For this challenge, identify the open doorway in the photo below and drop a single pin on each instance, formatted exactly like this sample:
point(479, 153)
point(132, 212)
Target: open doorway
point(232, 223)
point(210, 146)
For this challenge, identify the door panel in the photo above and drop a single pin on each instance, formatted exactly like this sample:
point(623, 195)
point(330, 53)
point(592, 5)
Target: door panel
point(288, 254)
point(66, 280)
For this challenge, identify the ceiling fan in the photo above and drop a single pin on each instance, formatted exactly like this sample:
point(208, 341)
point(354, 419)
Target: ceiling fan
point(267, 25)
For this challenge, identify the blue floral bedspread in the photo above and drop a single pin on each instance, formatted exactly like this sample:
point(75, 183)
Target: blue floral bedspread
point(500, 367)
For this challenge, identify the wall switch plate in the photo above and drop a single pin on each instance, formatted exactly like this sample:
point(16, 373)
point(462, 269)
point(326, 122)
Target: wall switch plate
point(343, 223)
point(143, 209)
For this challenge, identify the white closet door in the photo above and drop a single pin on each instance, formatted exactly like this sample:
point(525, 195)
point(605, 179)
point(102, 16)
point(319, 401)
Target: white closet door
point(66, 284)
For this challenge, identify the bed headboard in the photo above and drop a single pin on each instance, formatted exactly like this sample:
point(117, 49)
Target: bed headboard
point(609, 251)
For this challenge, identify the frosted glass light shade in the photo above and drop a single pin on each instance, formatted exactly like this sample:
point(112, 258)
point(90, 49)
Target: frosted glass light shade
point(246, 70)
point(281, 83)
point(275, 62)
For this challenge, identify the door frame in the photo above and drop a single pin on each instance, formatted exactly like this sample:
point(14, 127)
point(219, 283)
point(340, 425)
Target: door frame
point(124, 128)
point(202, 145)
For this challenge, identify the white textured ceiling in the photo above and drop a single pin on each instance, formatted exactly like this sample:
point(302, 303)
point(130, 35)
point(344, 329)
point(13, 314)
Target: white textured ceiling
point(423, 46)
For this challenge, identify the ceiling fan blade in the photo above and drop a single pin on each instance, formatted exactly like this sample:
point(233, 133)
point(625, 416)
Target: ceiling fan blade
______________________________
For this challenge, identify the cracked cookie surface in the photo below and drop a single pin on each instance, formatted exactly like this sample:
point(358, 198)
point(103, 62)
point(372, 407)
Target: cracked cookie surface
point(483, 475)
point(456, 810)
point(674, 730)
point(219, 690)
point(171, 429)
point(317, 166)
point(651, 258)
______________________________
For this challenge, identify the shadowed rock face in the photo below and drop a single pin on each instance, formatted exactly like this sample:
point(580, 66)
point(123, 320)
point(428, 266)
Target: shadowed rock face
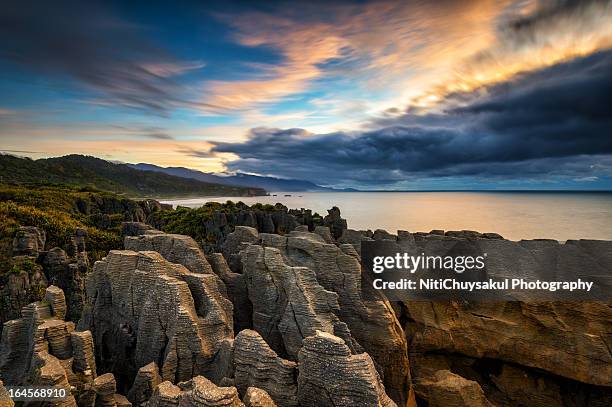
______________________________
- TASK DETAILS -
Your answer should be the lines of the listing above between the line holding "point(233, 133)" and the line holding "Target: ceiling fan blade", inclusive, restated word for word and alone.

- RESULT OF THE EXERCISE -
point(233, 133)
point(625, 416)
Target: ceiling fan blade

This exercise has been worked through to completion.